Supplied entries:

[start]

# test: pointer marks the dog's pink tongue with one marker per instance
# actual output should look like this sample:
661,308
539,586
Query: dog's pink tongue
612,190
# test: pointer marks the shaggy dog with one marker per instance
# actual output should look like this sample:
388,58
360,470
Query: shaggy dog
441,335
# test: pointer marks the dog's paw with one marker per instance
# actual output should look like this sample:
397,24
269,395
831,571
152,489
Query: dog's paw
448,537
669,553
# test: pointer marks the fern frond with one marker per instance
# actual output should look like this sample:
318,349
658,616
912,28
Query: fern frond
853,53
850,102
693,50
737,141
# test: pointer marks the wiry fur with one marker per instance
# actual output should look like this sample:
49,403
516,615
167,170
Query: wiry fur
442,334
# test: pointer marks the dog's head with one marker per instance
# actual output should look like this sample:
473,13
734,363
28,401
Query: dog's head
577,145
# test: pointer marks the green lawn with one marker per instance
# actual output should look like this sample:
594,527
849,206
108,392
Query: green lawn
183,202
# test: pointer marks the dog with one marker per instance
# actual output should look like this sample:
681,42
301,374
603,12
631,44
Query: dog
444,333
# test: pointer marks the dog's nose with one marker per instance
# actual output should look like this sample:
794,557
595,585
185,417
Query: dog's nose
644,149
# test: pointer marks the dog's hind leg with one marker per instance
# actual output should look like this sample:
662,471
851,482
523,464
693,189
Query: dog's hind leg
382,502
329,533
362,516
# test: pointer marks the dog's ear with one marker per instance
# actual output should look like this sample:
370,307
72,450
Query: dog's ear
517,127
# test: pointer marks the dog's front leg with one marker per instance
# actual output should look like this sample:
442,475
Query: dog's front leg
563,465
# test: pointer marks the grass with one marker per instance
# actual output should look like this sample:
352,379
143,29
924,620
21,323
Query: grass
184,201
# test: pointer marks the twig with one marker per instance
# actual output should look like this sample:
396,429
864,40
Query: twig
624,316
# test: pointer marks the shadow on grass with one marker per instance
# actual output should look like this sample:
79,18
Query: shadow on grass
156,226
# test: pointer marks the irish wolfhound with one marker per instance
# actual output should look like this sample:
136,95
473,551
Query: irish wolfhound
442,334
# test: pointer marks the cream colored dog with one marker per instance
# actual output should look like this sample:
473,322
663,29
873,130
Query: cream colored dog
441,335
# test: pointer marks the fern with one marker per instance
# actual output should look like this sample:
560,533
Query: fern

[end]

Problem to work on: Rescale everything from the line containing "# test: pointer marks the cream" down to the end of the rows, and write those lines again with the requests included. Multiply each answer's point coordinates by 2 and round to whole numbers, with halves going up. Leave the numbers in the requests and in their sample output unchanged.

Exercise result:
# test: pointer marks the cream colored dog with one marker per instance
# actual output should look like this sample:
473,322
663,29
873,130
Query: cream colored dog
882,670
# test: pointer marks the fern with one marker per instance
# actual output should look like this sample:
560,533
Query: fern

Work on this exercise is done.